BEGIN Information given
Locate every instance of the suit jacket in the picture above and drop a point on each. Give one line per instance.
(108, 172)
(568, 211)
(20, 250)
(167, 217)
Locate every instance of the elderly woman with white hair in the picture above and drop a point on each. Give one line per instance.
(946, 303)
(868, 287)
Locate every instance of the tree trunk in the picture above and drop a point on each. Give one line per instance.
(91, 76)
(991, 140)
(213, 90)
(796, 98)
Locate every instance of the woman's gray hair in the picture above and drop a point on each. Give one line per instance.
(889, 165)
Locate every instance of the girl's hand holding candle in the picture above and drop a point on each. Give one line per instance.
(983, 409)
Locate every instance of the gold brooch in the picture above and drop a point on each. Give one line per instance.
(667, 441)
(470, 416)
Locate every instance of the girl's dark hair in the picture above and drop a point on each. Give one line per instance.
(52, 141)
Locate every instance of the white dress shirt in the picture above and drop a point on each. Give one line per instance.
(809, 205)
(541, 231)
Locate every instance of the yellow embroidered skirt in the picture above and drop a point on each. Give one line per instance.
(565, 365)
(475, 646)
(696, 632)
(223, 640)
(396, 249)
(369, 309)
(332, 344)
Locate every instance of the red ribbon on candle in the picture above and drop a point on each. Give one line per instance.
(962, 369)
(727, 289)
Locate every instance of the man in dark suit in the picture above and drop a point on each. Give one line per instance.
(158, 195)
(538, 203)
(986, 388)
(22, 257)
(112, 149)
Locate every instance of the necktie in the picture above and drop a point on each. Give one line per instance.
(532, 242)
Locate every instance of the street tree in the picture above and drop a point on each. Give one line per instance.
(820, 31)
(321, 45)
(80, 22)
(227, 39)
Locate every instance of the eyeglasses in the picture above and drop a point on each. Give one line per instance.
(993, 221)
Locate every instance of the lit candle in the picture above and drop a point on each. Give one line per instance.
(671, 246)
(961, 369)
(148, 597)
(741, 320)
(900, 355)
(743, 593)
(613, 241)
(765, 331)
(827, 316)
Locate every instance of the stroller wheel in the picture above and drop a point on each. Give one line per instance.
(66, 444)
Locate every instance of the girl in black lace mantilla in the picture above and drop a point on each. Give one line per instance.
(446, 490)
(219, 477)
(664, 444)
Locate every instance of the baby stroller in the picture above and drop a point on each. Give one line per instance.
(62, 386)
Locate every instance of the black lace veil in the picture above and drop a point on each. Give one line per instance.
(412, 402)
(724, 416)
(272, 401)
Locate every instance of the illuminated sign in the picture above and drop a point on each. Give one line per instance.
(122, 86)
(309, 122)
END Information given
** Goal **
Rewrite the lines from the line with "Locate every instance of the baby" through the end of the lines, both included, with each point coordinate in the answers scaled by 0.2 and rounded to a whole number, halves rounded up. Keep the request lines unchanged, and give only these lines.

** Task output **
Locate every instance of the baby stroller in the picture above and drop a point on each. Give one line per instance.
(12, 77)
Locate every instance of the black lace veil in the picture above and drop a point on each. Give one line per instance.
(82, 80)
(145, 83)
(54, 80)
Locate every instance of the illuminated sign in the picture above and drop a point on each. Give one line per instance.
(24, 17)
(62, 24)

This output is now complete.